- _Quoted text_:
===
Racial discrimination is the real offense: treating people differently because of their race. That's the case whether the discrimination is individual or whether it's a systematic structure of discrimination like Jim Crow or apartheid. In theory, everybody's against discrimination - except, you know, racial preferences in education and employment.
Disparate impact is treating people the same, but in a way that affects people within different racial groups differently. To use a recent and fairly mild example of this, some people have referred to a tax on tanning beds as "racist," which is ridiculous; that said, for obvious reasons tanning is mostly a thing white people do, so if you're against every possible form of disparate impact, that's the kind of thing you end up crusading against.
Racialism is the habit of viewing everything through the lens of race, a terribly destructive habit but - of course - a hard one to shake when you attempt to write about New York City politics, or national politics in the Age of Obama.
Racial wedge issues, or race-baiting, or the race card, or any number of similar terms refer to pressing political issues or appeals that divide people along racial lines, and that's where we get to what's really at stake with the stop-and-frisk debate and how we talk about it.
The NYPD has - using crime data and statistics - conducted an increasingly active campaign of preventive law enforcement built around stopping individuals on the street for questioning (a tactic blessed by the Warren Court in 1968 in Terry v Ohio so long as there is "articulable suspicion") and frisking them for weapons when deemed appropriate. Beat cops have been concentrated in high-crime areas. A lawsuit charging the NYPD with discrimination did not produce evidence of any policy of racial profiling (thus, no overt evidence of racial discrimination on a non-isolated basis), but relied on statistical evidence to argue (persuasively, to the district judge) disparate impact and an inference of discrimination. In a nutshell, the evidence showed that black New Yorkers were stopped in numbers far disproportionate to their numbers among the population - while the City noted that the demographics of people stopped matched well with the actual population of criminals (as determined both from arrests and victim reports). The evidence also showed that the NYPD was more likely to have "false positive" stops of blacks - ie, stops without a well-explained basis or a resulting arrest.
Bloomberg's view of the stakes in the stop and frisk debate is blunt:
We have not racial-profiled, we've gone where the crime is....
The sad thing, which nobody's willing to talk about, is that most of our crime is in two neighborhoods: southeast Bronx, central Brooklyn. All minority males 15 to 25. We've got to do something about that. And unless you get the guns out of their hands, you're not going to ever be able to do anything.
The merits of the debate demand a more detailed look than space permits here; Slate's Eric Posner explains why the decision got the wrong result:
Twelve percent of the stops resulted in an arrest or summons...So, police stopped black people more often than they stopped whites even though whites constitute a larger fraction of the city's population; they used force against blacks more often; and yet they found weapons and contraband less often when they searched blacks than when they searched whites.
...Judge Scheindlin concluded that at least 200,000 stops...violated the Fourth Amendment because the officer checked boxes that indicated only generalized grounds for suspicion like "High Crime Area"; that the actual number of stops lacking individualized suspicion was probably far higher given that the police did not always complete the forms, and their form-filling was likely biased; that many more thousands of stops were unconstitutional because descriptions like "Furtive Movements" are too vague and subjective to demonstrate individualized suspicion; and that the police department pressured officers to make as many stops as possible and that many officers were poorly trained. Finally, the fact that only 12 percent of stops resulted in arrests or summonses (and this number probably overstates the true rate because charges were sometimes later dismissed, among other reasons) means that most people who were stopped were innocent of any crime.
===
- _Complete the following_:
**A)** Reproduce the part of the stop-and-frisk passage that opens with the words containing "Racial discrimination is" and closes with "up crusading against.".
**B)** Answer these questions from the stop-and-frisk passage:
(i) What tax has been called "racist"?
(ii) Which 1968 case approved stopping individuals on the street for questioning?
(iii) What percentage of stops resulted in an arrest or summons?
The items after the stop-and-frisk passage are separate material.

- _Entries provided_:
===
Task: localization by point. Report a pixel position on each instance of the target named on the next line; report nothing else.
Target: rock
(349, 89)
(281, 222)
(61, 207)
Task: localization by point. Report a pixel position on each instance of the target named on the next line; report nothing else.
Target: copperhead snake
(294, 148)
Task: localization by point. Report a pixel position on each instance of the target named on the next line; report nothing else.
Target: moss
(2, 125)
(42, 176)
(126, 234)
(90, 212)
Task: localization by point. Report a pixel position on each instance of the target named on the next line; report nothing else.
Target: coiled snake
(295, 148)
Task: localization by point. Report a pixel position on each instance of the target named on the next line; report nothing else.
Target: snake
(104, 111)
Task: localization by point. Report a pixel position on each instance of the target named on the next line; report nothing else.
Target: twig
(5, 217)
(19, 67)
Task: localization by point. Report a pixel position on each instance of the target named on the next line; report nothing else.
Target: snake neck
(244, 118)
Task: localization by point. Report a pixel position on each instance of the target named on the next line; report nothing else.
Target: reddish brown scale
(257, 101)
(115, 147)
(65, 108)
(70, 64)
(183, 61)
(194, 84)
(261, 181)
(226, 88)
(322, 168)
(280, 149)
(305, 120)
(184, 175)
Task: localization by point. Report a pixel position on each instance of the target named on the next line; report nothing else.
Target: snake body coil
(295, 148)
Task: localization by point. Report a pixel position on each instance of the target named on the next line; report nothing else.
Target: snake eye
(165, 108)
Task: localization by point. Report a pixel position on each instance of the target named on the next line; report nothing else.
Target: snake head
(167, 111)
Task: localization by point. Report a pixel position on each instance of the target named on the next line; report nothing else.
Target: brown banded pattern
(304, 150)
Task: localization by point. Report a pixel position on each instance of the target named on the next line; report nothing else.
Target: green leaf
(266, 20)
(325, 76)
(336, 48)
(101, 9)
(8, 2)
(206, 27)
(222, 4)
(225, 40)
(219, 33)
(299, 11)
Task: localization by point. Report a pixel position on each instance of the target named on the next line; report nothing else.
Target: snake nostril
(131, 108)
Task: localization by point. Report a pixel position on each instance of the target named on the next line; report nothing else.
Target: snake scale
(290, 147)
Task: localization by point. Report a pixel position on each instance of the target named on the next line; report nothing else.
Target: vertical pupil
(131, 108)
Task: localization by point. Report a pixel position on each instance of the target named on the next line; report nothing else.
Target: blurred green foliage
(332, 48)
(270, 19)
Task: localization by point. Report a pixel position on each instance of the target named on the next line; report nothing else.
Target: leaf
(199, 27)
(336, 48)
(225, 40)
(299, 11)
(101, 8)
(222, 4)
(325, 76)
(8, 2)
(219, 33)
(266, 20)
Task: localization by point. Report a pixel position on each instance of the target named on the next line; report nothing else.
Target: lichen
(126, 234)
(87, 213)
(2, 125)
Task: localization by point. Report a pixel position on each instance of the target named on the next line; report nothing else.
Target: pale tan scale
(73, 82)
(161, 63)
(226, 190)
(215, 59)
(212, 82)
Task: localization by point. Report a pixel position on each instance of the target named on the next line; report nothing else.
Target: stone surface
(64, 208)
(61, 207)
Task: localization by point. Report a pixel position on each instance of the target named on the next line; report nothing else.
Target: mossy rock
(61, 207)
===
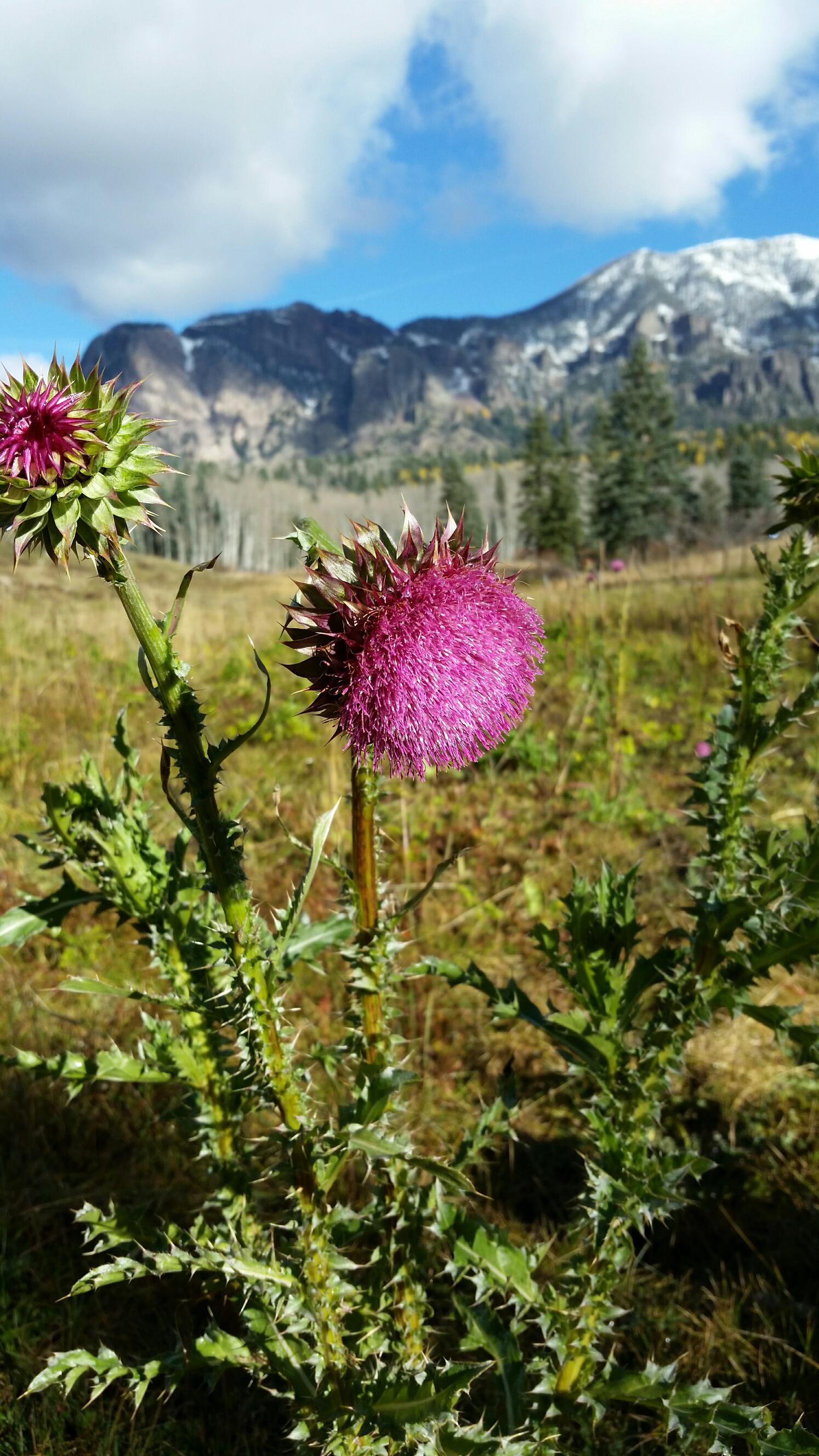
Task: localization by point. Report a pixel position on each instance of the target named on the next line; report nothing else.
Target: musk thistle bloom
===
- _Worked solutions_:
**A)**
Racial discrimination is the real offense: treating people differently because of their race. That's the case whether the discrimination is individual or whether it's a systematic structure of discrimination like Jim Crow or apartheid. In theory, everybody's against discrimination - except, you know, racial preferences in education and employment.
Disparate impact is treating people the same, but in a way that affects people within different racial groups differently. To use a recent and fairly mild example of this, some people have referred to a tax on tanning beds as "racist," which is ridiculous; that said, for obvious reasons tanning is mostly a thing white people do, so if you're against every possible form of disparate impact, that's the kind of thing you end up crusading against.

**B)**
(i) A tax on tanning beds
(ii) Terry v Ohio
(iii) Twelve percent